> [Excerpted passage]:
Case Study 04 — Infrastructure Complexity
It Worked for Years — Until It Didn't
A growing company with infrastructure built through quick fixes and urgent decisions. Everything worked — until random outages began. Nothing had broken suddenly. Complexity had accumulated silently.
Situation
A growing company. Infrastructure built incrementally over time through quick fixes, individual decisions, and urgent responses to immediate needs. Each change made sense at the time. Everything "worked" — until random outages and instability began to appear.
The failures were difficult to diagnose because they appeared random. No single change had caused them. No obvious fault existed. The infrastructure was simply reaching the point where accumulated decisions were interfering with each other in unpredictable ways.
The Reality
Nothing broke suddenly. Complexity had accumulated silently over years, reaching a threshold where small perturbations — traffic variations, device reboots, software updates — began triggering cascading failures that a clean infrastructure would have handled trivially.
- Configuration drift across devices and segments — devices that were supposed to be identically configured had diverged over years of individual changes
- Overlapping address ranges and segments from different growth phases — network addressing that had been designed for a 50-person company, then extended without architectural review as the organisation grew
- Legacy rules interfering with newer configurations — firewall and routing rules from previous network designs that had never been removed, creating interactions with current configuration
- No consistent architectural baseline underpinning the whole — each phase of growth had added to the network without revisiting the foundation
The problem was diagnostic as much as technical. Because no single device was obviously broken, and no single change had triggered the failures, standard fault isolation approaches were ineffective. The issue only became visible when the environment was mapped holistically — when every device, rule, and segment was reviewed in relation to every other.
The Challenge of Incremental Growth
Infrastructure built incrementally is not inherently problematic. The problem arises when growth happens without periodic architectural review. Each individual change may be entirely correct. But without review of how changes interact, divergence accumulates — and at some point, the accumulated divergence exceeds the infrastructure's ability to behave predictably.
This is not a failure of the people who made the individual decisions. It is a structural consequence of growth without governance — and it is extremely common in organisations that have expanded faster than their IT management practices.
What FM-NetSec Nordic Did
- Cleaned up the entire structure systematically — device by device, segment by segment, building a complete picture of the actual configuration state before making any changes
- Standardised configurations across the environment — eliminating the drift between devices that were supposed to be identically configured
- Removed legacy rules and conflicts that had accumulated undetected — identifying and eliminating rules that were interfering with current infrastructure without serving any current purpose
- Rebuilt critical paths on a clean, documented architectural foundation — ensuring that the core infrastructure had a defined, intentional design that could be understood and maintained
Result
- Stable, predictable infrastructure behaviour following remediation
- Significantly reduced overall operational complexity
- Clear, maintainable design that internal teams could manage confidently
"Infrastructure doesn't fail overnight. It degrades over time."

> [Data listing]:
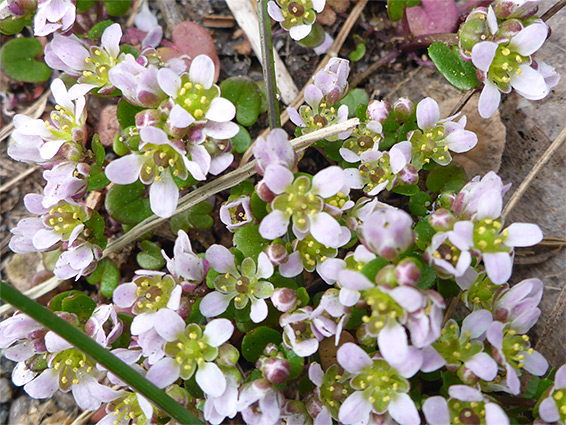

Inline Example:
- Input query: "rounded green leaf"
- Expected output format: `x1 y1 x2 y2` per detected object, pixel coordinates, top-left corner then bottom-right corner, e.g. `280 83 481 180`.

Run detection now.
0 38 51 83
104 181 153 225
220 77 262 127
242 326 281 363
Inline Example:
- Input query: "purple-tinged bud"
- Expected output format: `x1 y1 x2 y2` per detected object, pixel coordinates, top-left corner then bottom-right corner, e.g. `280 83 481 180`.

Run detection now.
165 385 189 408
366 100 391 124
435 192 456 210
457 365 480 387
136 109 161 129
256 357 291 384
255 180 275 203
492 0 539 19
263 342 279 357
393 97 415 122
271 288 298 313
395 258 421 286
265 243 289 266
397 164 419 185
375 264 397 288
216 343 240 367
428 208 456 232
498 19 525 38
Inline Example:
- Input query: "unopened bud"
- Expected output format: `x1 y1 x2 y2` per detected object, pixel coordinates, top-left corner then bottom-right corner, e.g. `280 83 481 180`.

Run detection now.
375 264 397 287
271 288 297 313
366 100 391 124
255 180 275 203
395 258 421 286
397 164 419 185
393 97 415 122
216 343 240 366
265 243 289 266
428 208 456 231
256 357 291 384
492 0 539 19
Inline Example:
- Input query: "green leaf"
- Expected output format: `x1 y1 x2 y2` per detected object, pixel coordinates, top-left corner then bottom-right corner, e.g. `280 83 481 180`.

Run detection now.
426 162 468 193
242 326 281 363
102 0 132 16
428 41 480 90
88 19 115 41
104 181 153 225
0 38 51 83
279 344 305 380
413 218 436 251
409 192 431 217
234 225 270 258
86 258 120 298
393 184 419 196
230 124 252 153
350 42 366 62
437 279 460 298
336 88 369 118
362 257 389 282
136 240 165 270
0 281 201 424
116 98 145 128
220 76 262 127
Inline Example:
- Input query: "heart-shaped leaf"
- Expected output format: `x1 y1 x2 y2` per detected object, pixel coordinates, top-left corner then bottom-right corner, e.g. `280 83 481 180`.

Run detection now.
104 181 153 225
220 77 261 127
0 38 51 83
428 41 480 90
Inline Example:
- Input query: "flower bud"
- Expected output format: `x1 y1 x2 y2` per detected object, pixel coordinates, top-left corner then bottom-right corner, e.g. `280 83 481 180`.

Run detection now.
395 258 421 286
397 164 419 185
256 357 291 384
216 343 240 366
366 100 391 124
375 264 397 287
265 243 289 266
271 288 298 313
255 180 275 203
492 0 539 19
393 97 415 122
428 208 456 232
458 7 491 61
135 109 161 128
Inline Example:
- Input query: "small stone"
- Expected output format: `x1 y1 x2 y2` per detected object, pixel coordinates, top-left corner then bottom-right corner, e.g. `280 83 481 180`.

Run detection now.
0 378 12 400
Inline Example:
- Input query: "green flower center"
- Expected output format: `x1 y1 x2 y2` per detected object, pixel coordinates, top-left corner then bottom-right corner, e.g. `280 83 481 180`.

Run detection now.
80 47 117 87
109 394 147 425
350 359 409 412
411 125 452 168
52 348 95 390
134 275 175 314
438 320 482 365
502 329 534 369
448 399 485 425
44 203 89 240
177 75 218 121
165 323 218 379
474 218 509 253
296 234 338 271
362 288 403 336
140 144 187 182
488 44 530 90
272 176 324 231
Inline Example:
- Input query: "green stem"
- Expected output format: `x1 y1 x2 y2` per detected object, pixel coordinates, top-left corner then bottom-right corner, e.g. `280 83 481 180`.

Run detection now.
257 0 281 130
0 280 202 424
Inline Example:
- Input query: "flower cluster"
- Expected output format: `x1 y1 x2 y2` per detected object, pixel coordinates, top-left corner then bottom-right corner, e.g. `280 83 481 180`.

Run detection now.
0 0 566 425
459 0 560 118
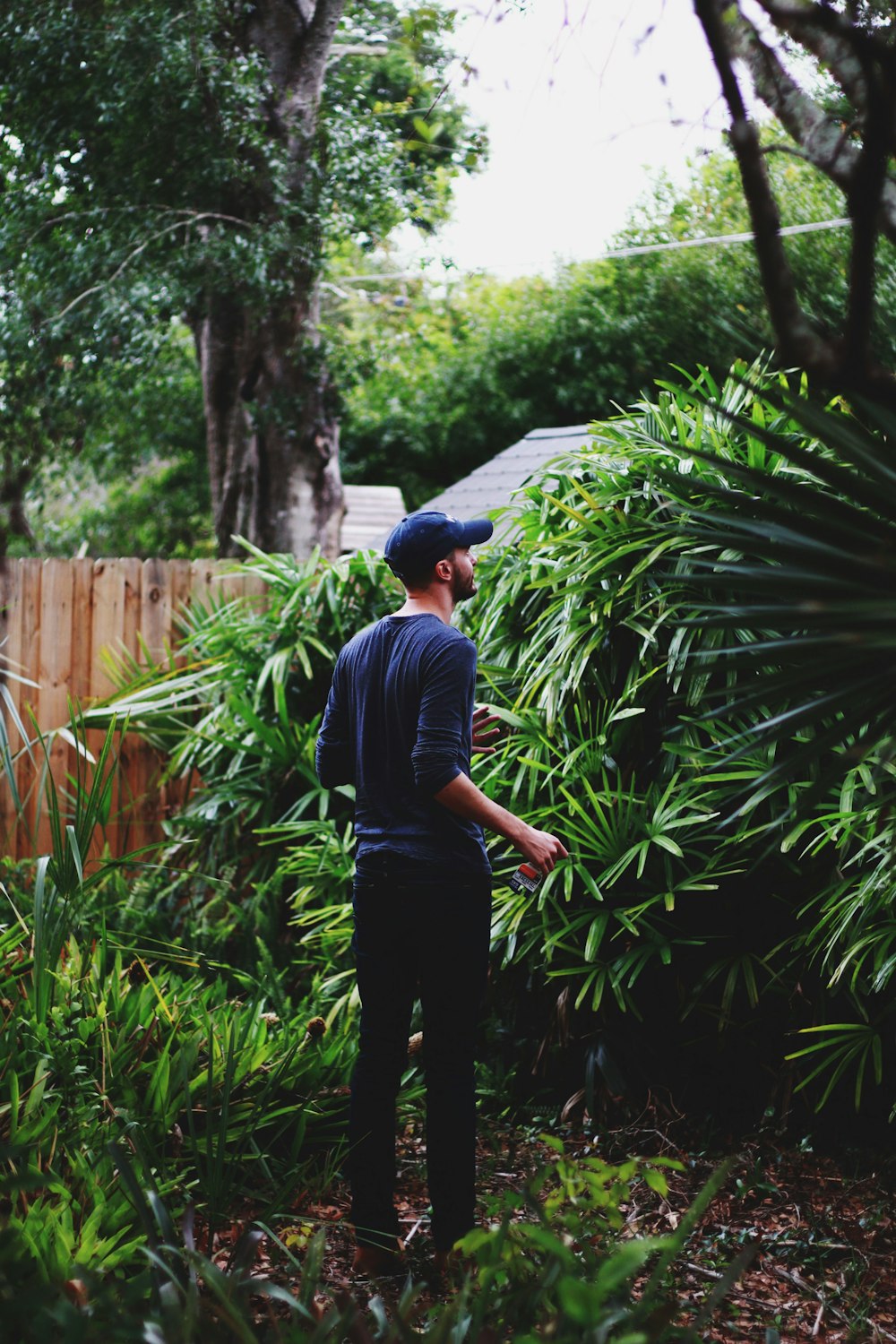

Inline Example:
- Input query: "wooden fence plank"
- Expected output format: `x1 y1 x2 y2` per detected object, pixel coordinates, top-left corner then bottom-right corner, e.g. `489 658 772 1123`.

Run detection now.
0 556 19 857
11 558 43 859
35 559 73 854
0 559 276 857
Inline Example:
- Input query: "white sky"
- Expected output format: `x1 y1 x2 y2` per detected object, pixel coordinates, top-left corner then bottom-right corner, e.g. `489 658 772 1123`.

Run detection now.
401 0 724 279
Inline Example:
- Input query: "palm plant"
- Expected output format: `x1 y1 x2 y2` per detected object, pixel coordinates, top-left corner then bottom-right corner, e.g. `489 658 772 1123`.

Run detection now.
463 368 896 1118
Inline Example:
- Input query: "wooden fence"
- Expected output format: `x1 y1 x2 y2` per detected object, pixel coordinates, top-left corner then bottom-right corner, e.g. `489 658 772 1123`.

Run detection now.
0 559 263 859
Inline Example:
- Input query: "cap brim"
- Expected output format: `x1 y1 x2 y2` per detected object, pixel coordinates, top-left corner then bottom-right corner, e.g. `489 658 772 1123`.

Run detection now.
460 518 495 546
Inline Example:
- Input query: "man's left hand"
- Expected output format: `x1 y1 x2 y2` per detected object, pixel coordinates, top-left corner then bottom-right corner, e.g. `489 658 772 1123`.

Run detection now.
473 704 501 755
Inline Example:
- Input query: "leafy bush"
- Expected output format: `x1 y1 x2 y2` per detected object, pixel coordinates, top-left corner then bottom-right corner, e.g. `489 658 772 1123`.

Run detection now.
0 720 352 1284
92 367 893 1120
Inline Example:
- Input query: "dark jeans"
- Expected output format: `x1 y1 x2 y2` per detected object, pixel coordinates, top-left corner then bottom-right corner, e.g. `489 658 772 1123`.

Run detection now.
347 865 492 1250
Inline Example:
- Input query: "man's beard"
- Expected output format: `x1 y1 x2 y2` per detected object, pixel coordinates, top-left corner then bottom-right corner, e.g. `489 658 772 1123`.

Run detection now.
452 570 476 602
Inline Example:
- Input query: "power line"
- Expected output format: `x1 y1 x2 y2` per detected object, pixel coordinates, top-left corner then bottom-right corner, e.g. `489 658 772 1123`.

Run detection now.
332 218 852 285
594 220 852 261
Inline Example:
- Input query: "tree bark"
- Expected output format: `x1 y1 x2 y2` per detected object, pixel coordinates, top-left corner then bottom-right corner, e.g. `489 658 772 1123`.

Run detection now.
694 0 896 410
192 0 344 556
196 288 344 556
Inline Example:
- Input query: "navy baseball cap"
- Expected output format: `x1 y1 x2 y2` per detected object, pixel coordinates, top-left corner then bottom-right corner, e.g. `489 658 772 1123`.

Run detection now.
383 510 495 580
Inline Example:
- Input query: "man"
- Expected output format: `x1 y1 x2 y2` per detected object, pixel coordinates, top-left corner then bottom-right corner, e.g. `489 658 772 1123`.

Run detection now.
317 511 567 1274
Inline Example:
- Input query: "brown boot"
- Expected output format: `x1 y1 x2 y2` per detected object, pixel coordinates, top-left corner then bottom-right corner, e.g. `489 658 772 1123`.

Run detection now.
433 1250 477 1288
352 1241 407 1279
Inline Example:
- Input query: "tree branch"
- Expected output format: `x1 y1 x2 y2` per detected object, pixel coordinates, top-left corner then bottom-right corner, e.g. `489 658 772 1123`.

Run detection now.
719 0 896 242
49 210 248 322
694 0 823 367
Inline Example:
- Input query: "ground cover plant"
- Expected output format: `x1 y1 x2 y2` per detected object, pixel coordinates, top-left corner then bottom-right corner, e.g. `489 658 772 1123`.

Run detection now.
101 368 896 1118
0 368 896 1340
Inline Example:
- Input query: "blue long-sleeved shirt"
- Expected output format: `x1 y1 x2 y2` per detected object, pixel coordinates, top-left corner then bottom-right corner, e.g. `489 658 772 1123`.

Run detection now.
315 613 490 875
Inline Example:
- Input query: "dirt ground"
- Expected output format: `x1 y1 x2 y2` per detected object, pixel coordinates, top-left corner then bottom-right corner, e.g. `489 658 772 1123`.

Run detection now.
240 1125 896 1344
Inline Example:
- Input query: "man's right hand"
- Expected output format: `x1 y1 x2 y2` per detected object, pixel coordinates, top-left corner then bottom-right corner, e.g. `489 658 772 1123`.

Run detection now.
516 827 570 878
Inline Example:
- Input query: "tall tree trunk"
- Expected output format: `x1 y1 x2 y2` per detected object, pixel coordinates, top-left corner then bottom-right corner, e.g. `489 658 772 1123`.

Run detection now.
194 0 344 556
196 281 344 556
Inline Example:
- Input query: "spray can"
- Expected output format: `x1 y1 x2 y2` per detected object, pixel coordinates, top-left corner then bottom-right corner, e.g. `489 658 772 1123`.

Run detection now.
509 863 541 895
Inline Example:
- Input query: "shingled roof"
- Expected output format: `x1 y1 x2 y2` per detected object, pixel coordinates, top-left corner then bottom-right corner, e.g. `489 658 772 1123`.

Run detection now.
420 425 589 518
340 486 407 553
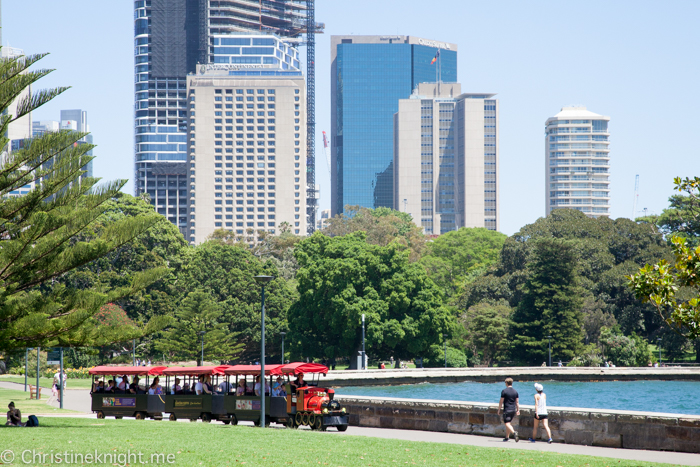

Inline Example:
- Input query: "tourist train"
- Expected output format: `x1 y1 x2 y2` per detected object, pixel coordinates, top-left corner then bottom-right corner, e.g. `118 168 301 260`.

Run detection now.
90 362 348 431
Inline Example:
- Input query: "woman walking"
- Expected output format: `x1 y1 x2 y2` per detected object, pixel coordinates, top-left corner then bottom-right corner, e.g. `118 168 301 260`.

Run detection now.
530 383 552 444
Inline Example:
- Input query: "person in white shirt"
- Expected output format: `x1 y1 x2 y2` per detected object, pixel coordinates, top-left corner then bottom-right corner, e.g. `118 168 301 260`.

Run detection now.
170 378 182 395
255 376 270 396
219 381 233 394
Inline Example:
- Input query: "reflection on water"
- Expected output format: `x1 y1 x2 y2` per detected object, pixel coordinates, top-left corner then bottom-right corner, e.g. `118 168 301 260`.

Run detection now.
336 381 700 415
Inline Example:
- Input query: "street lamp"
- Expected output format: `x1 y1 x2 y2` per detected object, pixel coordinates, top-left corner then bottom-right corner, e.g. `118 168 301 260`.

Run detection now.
442 334 447 368
197 331 206 366
362 313 367 370
253 276 274 428
280 332 287 365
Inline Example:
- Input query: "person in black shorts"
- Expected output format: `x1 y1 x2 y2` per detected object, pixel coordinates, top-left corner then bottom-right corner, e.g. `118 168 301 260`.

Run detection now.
498 378 520 443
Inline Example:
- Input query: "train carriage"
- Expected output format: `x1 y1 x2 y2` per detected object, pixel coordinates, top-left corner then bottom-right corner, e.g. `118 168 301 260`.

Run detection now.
89 366 166 420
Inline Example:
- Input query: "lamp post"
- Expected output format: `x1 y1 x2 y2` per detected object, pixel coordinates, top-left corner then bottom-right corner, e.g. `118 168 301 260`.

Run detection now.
442 333 447 368
197 331 206 366
253 276 274 428
280 332 287 365
362 313 367 370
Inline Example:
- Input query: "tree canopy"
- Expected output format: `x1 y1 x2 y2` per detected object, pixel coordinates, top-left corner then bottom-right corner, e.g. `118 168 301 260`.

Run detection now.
289 232 454 359
0 51 167 350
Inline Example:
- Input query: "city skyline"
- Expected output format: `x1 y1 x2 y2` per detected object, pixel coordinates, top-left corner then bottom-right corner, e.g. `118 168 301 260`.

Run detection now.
3 0 700 234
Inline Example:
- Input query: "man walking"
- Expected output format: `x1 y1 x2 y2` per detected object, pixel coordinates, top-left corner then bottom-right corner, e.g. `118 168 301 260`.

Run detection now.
498 378 520 443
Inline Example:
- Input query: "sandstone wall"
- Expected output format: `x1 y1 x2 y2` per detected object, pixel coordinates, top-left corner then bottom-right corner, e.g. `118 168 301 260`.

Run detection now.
336 396 700 452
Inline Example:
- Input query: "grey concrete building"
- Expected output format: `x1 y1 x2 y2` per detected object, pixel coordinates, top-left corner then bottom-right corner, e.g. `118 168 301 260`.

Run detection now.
186 65 307 244
394 83 499 235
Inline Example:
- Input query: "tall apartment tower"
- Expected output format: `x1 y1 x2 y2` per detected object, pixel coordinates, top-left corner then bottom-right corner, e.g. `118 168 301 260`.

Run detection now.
186 35 307 244
545 107 610 218
134 0 323 238
330 35 457 216
394 83 499 235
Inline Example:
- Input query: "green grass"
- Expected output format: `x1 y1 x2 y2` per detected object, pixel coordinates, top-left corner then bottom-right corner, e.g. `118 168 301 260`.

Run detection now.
0 375 92 395
0 389 78 414
0 418 680 467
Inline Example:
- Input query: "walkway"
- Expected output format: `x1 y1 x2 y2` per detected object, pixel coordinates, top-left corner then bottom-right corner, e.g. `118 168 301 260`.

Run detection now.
0 383 700 466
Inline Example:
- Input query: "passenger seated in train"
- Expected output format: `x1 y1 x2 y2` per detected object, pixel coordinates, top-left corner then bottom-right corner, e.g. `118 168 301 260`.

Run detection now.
255 376 270 396
148 376 163 396
170 378 182 395
219 380 233 394
236 378 246 396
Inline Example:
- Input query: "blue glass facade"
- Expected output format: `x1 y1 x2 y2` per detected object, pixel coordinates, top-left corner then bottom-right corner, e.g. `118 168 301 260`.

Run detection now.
332 43 457 214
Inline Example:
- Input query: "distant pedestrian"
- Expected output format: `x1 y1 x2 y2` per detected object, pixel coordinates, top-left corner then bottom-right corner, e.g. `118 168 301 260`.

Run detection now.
530 383 552 444
498 378 520 443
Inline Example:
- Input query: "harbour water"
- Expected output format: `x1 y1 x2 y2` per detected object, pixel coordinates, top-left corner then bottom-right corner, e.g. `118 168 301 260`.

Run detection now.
336 381 700 415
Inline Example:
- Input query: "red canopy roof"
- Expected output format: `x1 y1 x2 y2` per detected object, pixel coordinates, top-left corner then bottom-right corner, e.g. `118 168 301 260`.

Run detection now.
162 365 230 376
280 362 328 375
224 363 283 376
89 366 167 376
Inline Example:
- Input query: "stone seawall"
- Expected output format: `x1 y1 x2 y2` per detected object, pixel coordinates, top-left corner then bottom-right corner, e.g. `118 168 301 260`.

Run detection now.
321 367 700 387
336 396 700 453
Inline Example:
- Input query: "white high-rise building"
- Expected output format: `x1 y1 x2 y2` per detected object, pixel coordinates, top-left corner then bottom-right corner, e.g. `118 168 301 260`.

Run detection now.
545 107 610 218
186 35 307 244
394 83 499 235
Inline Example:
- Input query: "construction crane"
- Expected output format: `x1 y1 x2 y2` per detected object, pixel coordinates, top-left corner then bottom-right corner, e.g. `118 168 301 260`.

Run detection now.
323 131 331 175
632 174 646 220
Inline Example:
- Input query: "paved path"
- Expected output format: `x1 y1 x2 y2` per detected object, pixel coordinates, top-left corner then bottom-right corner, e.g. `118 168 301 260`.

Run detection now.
321 367 700 387
0 383 700 466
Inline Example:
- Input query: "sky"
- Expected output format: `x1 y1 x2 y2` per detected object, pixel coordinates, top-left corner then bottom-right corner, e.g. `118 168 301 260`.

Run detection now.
2 0 700 235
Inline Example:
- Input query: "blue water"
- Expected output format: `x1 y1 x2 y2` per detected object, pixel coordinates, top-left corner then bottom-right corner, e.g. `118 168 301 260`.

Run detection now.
335 381 700 415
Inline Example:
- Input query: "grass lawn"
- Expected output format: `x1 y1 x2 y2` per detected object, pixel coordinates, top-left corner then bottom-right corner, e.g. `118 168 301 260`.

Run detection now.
0 418 680 467
0 389 77 414
0 375 91 397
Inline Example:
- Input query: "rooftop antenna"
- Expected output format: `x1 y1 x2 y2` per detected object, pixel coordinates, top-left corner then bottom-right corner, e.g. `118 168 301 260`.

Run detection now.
632 174 646 220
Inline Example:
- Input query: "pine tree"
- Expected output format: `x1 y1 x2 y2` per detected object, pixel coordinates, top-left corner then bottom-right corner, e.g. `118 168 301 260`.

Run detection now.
511 238 583 365
0 50 167 350
156 290 243 365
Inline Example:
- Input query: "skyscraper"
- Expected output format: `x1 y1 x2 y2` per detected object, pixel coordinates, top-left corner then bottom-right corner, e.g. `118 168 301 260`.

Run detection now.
187 35 307 243
544 107 610 218
330 36 457 216
394 83 499 235
134 0 323 234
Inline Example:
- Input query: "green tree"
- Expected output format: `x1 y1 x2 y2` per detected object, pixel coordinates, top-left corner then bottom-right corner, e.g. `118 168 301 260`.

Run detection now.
177 241 295 361
420 227 507 296
512 239 583 365
0 50 167 350
323 206 426 261
289 232 454 360
462 300 513 366
156 290 243 365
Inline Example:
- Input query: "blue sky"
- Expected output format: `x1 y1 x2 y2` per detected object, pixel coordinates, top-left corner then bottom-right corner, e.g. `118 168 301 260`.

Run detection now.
2 0 700 235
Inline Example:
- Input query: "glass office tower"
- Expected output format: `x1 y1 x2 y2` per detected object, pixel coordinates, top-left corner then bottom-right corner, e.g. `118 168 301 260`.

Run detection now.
331 36 457 215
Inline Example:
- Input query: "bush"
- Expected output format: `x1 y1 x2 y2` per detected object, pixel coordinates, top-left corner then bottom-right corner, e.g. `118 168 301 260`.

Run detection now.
423 344 467 368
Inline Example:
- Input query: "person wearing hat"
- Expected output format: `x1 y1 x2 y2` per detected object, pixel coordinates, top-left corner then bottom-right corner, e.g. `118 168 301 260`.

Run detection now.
530 383 552 444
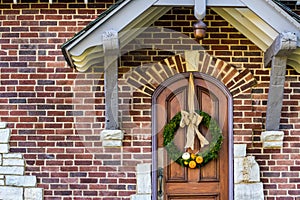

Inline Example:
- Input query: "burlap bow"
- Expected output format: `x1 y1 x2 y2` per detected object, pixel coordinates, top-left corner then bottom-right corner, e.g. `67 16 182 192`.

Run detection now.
180 73 209 150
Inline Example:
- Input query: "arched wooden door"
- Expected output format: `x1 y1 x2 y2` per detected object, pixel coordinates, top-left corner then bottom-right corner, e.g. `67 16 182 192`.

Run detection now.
152 72 233 200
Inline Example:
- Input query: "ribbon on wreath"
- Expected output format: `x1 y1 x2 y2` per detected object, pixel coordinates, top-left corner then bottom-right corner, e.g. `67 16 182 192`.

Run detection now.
180 73 209 150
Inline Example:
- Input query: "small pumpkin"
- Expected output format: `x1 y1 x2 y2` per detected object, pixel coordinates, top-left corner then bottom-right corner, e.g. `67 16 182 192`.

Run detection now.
189 160 197 169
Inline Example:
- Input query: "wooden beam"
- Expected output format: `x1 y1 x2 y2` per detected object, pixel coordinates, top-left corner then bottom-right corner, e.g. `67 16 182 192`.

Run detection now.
102 30 119 130
212 7 271 51
240 0 300 47
154 0 245 7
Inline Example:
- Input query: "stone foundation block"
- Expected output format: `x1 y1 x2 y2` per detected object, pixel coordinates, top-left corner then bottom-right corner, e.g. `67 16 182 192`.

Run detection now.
5 176 36 187
234 156 260 183
130 194 151 200
0 186 23 200
0 166 25 175
24 188 43 200
233 144 247 158
261 131 284 149
234 183 264 200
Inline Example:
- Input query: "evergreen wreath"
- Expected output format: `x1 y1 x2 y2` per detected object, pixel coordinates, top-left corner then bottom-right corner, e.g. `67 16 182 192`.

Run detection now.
163 111 223 168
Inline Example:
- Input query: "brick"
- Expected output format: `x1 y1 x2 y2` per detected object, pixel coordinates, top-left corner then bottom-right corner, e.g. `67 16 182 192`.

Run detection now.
0 186 23 200
5 175 36 187
0 166 24 175
24 188 44 200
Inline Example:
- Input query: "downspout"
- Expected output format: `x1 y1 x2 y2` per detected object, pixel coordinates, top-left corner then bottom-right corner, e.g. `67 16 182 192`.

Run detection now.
261 32 297 149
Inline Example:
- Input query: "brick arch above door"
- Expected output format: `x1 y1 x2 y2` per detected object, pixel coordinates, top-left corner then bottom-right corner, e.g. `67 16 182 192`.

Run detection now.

> [Tasks for this exercise]:
**1.** According to the case study, why were standard fault isolation approaches ineffective? Answer in one to three sentences.
**2.** Copy the passage of the case study from "The failures were" to "in unpredictable ways.".
The lines play no part in this work.

> [Solutions below]:
**1.** Standard fault isolation approaches were ineffective because no single device was obviously broken and no single change had triggered the failures. The issue became visible only when the environment was mapped holistically, with every device, rule, and segment reviewed in relation to every other.

**2.**
The failures were difficult to diagnose because they appeared random. No single change had caused them. No obvious fault existed. The infrastructure was simply reaching the point where accumulated decisions were interfering with each other in unpredictable ways.